**Vorliegender Text**
◇ ◇ ◇

Kinofilm zum populärsten Weihnachtslied

Für den jungen katholischen Priester Joseph Mohr ist es ein Wechselbad der Gefühle. Er möchte seine Kirche verändern und setzt dabei auf die Musik. Ein Ergebnis seines Schaffens ist das Weihnachtslied „Stille Nacht“. Ein Film über dessen Entstehung kommt am Donnerstag in die Kinos. Eine Filmkritik von Johannes Weil
Von PRO
Der kranke Johannes wird zu einem wichtigen Wegbegleiter für Priester Mohr

Mohr plagen Zweifel, ob er als Priester überhaupt den richtigen Beruf gewählt hat. Im Frühjahr 1818 tritt er seine erste Pfarrstelle in der Nähe von Salzburg an. Dort stößt er nicht nur an Grenzen, sondern wird auch so mancher Illusion beraubt. Nicht Hoffnung und Mitgefühl, sondern die Macht steht im Fokus seiner Kirche. Mohr zweifelt an seiner eigenen Frömmigkeit, ist aber überzeugt, dass Musik die himmlische Sprache der Hoffnung ist und nicht Latein. Menschen sollen Gottes Wort hören und verstehen können.

◇ ◇ ◇

**Bereitgestellte Angaben**
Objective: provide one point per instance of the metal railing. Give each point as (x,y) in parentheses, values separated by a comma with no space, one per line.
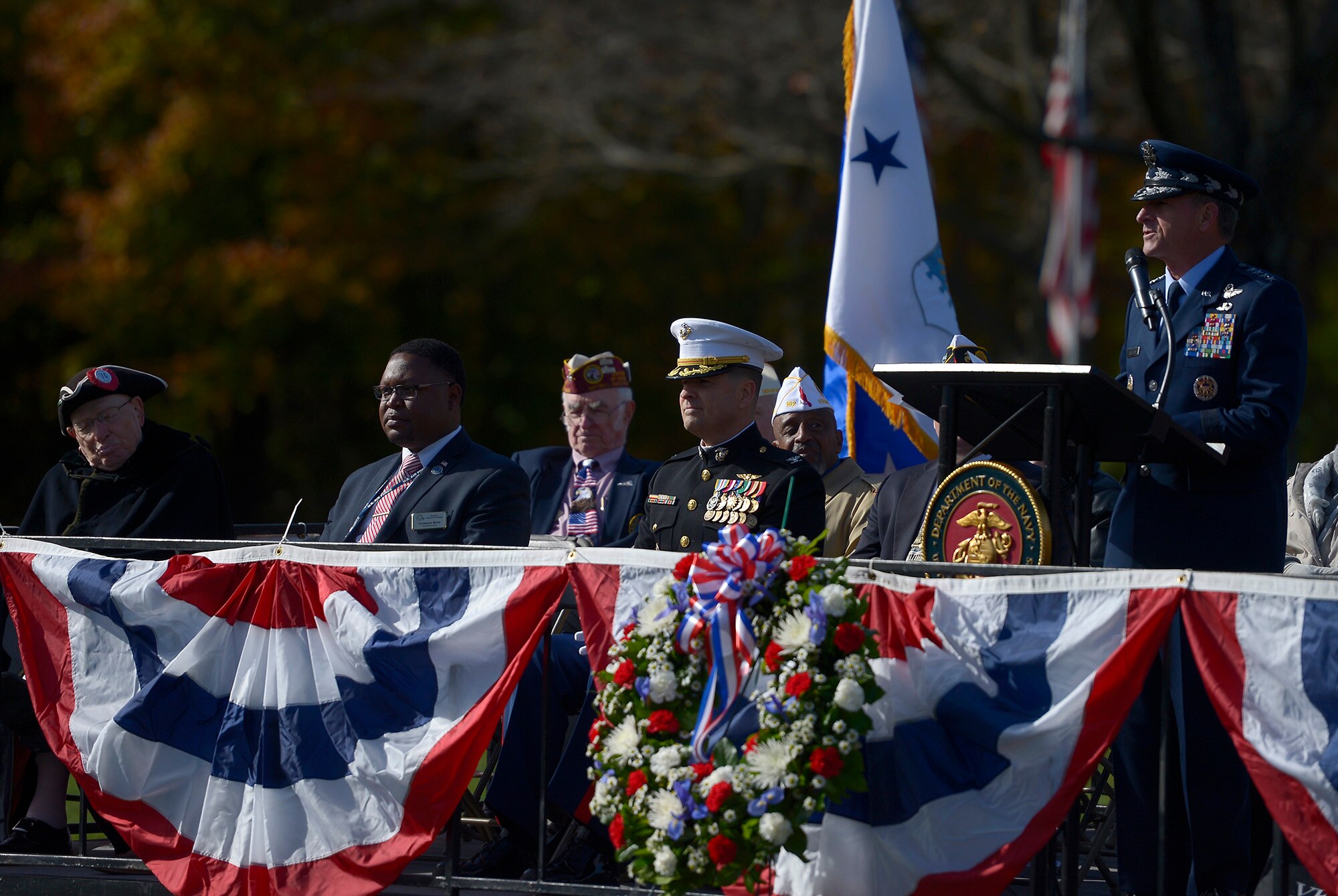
(1079,849)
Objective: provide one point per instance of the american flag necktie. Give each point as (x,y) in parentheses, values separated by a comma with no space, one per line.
(382,509)
(583,514)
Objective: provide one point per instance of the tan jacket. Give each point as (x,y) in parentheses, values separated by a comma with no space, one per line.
(850,495)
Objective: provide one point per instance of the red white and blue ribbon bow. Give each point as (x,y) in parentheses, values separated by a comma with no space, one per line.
(719,580)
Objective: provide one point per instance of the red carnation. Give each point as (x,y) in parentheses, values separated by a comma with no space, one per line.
(663,721)
(626,673)
(723,850)
(798,685)
(849,637)
(802,566)
(826,762)
(719,796)
(682,568)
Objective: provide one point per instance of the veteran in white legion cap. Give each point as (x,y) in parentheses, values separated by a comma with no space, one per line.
(734,475)
(805,423)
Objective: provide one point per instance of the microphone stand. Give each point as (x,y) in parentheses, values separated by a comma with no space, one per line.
(1166,326)
(1166,375)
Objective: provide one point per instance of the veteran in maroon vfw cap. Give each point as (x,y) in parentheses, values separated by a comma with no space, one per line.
(584,374)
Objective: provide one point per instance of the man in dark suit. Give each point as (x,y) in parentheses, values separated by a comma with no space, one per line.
(442,487)
(593,489)
(1240,367)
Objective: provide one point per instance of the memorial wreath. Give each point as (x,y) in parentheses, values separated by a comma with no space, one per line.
(686,807)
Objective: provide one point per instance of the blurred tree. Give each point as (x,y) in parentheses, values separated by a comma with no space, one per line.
(259,200)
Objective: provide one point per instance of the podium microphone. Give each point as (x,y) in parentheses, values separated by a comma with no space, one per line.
(1137,264)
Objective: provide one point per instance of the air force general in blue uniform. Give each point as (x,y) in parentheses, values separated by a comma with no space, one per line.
(1240,343)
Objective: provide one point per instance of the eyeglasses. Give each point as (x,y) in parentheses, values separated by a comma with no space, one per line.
(597,411)
(106,418)
(407,393)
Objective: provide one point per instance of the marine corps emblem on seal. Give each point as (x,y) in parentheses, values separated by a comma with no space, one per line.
(987,513)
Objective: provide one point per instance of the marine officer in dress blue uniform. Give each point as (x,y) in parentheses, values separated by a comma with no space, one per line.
(1240,368)
(734,475)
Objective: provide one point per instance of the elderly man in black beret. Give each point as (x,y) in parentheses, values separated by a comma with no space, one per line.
(126,478)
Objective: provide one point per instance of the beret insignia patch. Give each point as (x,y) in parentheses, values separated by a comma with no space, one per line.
(104,379)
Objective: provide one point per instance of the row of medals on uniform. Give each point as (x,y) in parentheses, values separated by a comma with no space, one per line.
(735,501)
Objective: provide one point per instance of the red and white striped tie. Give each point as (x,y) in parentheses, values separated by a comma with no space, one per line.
(382,509)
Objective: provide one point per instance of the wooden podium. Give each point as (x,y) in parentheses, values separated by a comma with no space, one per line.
(1068,417)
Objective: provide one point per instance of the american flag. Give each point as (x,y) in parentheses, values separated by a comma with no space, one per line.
(1071,245)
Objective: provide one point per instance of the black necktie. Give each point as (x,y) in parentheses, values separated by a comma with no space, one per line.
(1174,295)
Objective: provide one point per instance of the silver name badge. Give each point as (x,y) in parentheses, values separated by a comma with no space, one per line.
(423,522)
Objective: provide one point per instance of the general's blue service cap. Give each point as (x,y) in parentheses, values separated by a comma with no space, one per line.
(1174,171)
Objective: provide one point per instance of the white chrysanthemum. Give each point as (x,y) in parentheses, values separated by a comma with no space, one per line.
(666,760)
(605,788)
(664,807)
(651,624)
(850,696)
(769,763)
(623,742)
(664,687)
(775,828)
(726,774)
(793,633)
(834,600)
(667,863)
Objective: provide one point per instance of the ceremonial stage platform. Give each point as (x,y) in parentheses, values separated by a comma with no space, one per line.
(1078,861)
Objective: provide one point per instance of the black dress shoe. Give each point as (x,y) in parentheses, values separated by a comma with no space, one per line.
(580,863)
(35,838)
(508,857)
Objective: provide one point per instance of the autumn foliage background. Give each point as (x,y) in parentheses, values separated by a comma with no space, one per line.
(259,200)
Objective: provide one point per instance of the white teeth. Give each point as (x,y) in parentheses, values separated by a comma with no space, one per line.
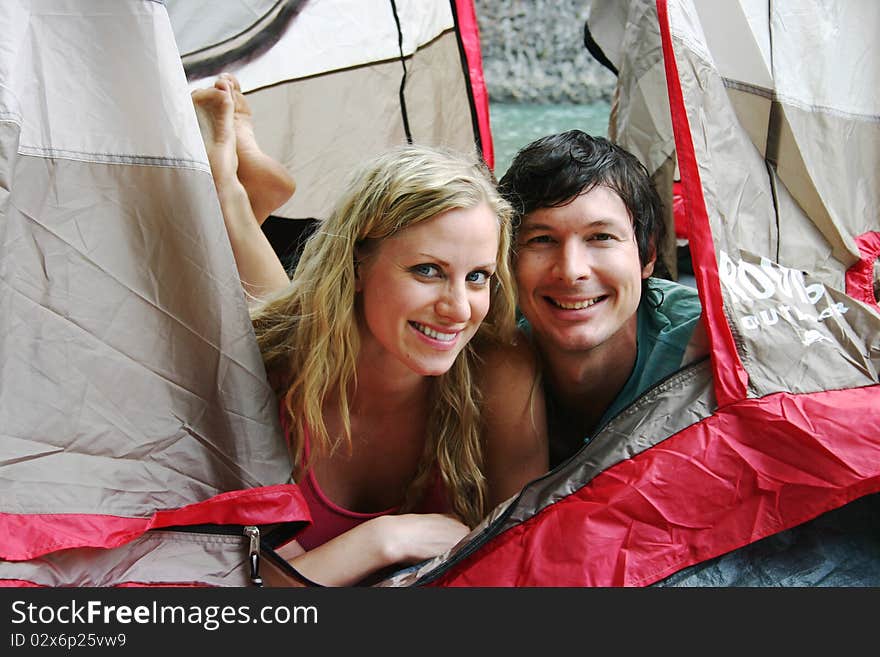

◇ ◇ ◇

**Zu erledigende Aufgabe**
Prüfe anhand des Textes über den Film zum Lied „Stille Nacht“, ob die folgenden Aussagen zutreffen: (a) Mohr tritt seine erste Pfarrstelle im Frühjahr 1818 an. (b) Mohr hält Latein für die himmlische Sprache der Hoffnung. (c) Der Film kommt an einem Sonntag in die Kinos. Beantworte jede Aussage mit Ja oder Nein und zitiere dazu wörtlich die entscheidenden Worte des Textes.

**Vollständige Antwort**
(a) Ja: „Im Frühjahr 1818 tritt er seine erste Pfarrstelle in der Nähe von Salzburg an.“
(b) Nein: „ist aber überzeugt, dass Musik die himmlische Sprache der Hoffnung ist und nicht Latein“
(c) Nein: „Ein Film über dessen Entstehung kommt am Donnerstag in die Kinos.“